Gather each line of the records where "below" appears.

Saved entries
◇ ◇ ◇ ◇

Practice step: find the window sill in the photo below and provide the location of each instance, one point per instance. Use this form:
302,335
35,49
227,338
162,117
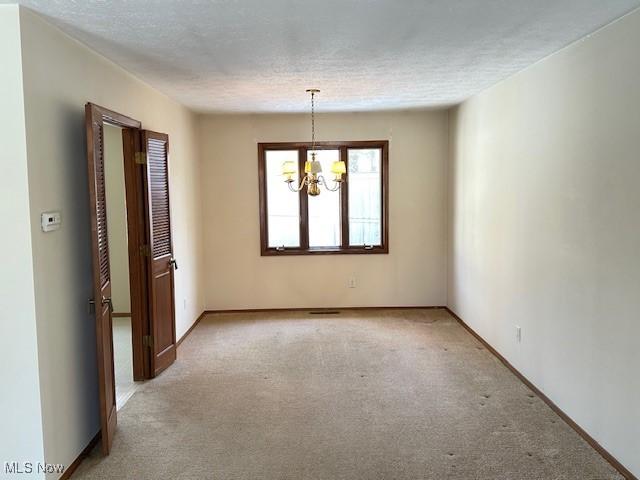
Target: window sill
272,252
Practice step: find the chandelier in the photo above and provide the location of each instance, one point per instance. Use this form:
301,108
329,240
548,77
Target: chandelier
313,177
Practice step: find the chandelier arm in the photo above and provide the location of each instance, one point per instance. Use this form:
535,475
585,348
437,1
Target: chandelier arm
323,181
300,187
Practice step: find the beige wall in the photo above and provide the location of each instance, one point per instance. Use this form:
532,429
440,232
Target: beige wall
545,229
60,75
117,219
20,412
413,273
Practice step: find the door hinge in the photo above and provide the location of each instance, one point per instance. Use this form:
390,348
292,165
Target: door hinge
140,158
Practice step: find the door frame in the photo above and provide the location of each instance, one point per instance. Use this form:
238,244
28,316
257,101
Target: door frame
136,233
95,119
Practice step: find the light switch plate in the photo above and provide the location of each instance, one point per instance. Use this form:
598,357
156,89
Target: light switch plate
51,221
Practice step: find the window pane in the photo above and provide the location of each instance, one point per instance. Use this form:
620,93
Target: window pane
283,213
365,196
324,210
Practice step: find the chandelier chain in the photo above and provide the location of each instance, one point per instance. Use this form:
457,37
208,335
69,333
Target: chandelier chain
313,124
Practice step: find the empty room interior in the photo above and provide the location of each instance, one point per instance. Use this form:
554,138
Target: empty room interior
320,240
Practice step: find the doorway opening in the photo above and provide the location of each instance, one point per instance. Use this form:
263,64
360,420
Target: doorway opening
132,255
117,234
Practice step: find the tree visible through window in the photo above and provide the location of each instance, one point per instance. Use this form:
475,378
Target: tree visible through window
350,220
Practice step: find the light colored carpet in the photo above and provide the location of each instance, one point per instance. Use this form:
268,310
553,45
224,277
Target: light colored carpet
123,360
404,394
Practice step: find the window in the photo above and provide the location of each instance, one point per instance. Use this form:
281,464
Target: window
353,219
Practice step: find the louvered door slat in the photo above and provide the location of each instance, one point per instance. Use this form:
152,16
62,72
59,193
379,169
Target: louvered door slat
161,283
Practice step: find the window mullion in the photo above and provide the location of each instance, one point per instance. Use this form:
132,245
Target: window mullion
344,199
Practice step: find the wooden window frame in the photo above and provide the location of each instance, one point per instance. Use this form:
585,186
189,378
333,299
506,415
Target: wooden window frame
304,249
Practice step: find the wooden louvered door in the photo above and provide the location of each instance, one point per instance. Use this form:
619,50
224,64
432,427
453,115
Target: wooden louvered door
161,261
101,274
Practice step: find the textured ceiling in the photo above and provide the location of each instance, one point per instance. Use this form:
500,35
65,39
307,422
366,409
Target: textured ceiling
260,55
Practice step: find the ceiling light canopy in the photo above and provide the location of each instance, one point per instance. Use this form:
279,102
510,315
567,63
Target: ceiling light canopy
313,177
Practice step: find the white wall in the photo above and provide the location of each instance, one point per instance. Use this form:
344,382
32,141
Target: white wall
20,412
60,76
545,230
117,219
413,273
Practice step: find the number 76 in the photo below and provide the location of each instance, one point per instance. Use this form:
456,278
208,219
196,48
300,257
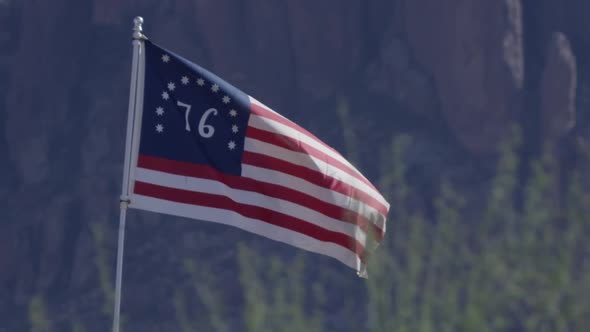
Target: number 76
205,130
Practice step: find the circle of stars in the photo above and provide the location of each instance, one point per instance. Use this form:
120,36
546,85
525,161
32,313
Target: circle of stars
215,88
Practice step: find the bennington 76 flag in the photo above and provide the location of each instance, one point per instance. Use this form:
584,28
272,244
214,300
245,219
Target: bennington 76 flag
208,151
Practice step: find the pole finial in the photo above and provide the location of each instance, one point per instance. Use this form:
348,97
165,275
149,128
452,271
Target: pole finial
137,30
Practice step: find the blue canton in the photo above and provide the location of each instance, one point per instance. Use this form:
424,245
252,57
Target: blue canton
190,114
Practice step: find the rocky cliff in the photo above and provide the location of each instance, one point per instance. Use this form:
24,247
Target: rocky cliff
455,74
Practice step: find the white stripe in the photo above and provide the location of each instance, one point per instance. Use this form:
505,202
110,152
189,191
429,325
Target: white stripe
250,198
324,145
309,162
255,226
279,128
321,193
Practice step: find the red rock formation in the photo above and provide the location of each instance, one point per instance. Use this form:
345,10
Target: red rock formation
558,89
474,51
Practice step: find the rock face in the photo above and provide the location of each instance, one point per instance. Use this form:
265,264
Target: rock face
451,72
558,89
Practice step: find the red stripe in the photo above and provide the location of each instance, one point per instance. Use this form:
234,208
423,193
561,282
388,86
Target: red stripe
266,113
249,211
267,189
295,145
315,177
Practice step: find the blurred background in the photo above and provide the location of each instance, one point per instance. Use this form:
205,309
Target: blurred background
472,117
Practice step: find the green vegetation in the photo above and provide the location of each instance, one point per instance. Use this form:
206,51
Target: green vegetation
518,261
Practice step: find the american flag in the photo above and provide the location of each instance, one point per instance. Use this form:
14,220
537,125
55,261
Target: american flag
208,151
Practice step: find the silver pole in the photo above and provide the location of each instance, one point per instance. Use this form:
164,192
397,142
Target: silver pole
124,200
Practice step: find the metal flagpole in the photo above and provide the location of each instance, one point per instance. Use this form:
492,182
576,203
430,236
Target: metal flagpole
136,69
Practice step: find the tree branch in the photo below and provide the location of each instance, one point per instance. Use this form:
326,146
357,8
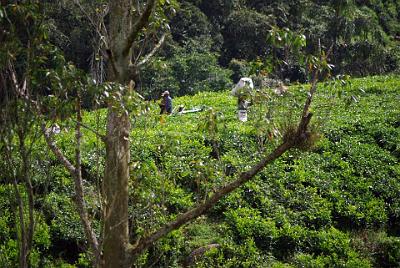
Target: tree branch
138,26
98,134
153,51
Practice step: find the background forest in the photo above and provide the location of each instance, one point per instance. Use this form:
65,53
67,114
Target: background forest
333,202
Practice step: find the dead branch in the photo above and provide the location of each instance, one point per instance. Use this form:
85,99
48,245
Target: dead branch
138,26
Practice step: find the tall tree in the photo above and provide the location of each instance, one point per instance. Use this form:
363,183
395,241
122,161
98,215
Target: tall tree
114,248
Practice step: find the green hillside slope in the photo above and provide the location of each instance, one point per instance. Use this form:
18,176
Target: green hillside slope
335,203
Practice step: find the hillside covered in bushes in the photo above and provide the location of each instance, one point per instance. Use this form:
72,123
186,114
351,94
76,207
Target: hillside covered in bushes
332,204
93,175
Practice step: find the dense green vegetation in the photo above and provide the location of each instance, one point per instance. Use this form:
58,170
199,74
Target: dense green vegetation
332,201
336,204
217,35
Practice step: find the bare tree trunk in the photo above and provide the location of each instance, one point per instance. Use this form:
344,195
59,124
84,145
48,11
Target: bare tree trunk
115,187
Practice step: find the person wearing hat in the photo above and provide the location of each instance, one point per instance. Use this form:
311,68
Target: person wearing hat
166,103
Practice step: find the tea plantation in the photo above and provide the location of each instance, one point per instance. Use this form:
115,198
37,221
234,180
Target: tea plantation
335,203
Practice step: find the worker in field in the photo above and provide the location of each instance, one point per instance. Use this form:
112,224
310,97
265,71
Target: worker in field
166,103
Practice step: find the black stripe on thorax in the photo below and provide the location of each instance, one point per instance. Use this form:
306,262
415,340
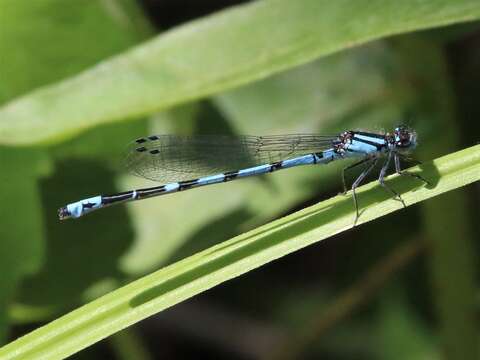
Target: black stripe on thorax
378,146
363,133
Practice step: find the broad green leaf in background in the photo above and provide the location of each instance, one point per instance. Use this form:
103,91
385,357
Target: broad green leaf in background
312,99
22,230
214,54
232,258
42,42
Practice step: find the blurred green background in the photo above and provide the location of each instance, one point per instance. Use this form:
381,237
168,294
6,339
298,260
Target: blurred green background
404,286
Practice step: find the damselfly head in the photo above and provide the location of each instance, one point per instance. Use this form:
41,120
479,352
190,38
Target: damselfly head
405,138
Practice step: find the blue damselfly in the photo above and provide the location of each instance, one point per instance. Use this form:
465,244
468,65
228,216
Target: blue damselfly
185,162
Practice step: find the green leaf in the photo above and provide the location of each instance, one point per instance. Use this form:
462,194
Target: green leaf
184,279
214,54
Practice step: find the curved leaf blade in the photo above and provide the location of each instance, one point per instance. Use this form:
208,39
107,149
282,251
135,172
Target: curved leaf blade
184,279
204,57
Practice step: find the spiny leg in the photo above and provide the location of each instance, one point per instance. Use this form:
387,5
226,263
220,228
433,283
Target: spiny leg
401,172
363,161
358,182
381,179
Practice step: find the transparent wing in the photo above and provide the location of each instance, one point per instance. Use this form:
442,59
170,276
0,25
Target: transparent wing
167,158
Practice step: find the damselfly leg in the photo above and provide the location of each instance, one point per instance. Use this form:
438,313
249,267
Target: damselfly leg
350,167
381,180
357,183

◇ ◇ ◇ ◇

Answer to this task:
Practice step: find the window sill in the photo below and provide the location of each instance, one point per instance. Use this form:
Practice step: find the number 76 in the photo below and provide the location of each instance, one point per instance. Use this form:
Practice step: find the tree branch in the photo below and provide the location of each instance, one point per instance. Use this form:
Practice step: find the black stripe on thorax in the photo below and provide the location of each instance, one point per instance. Use this form:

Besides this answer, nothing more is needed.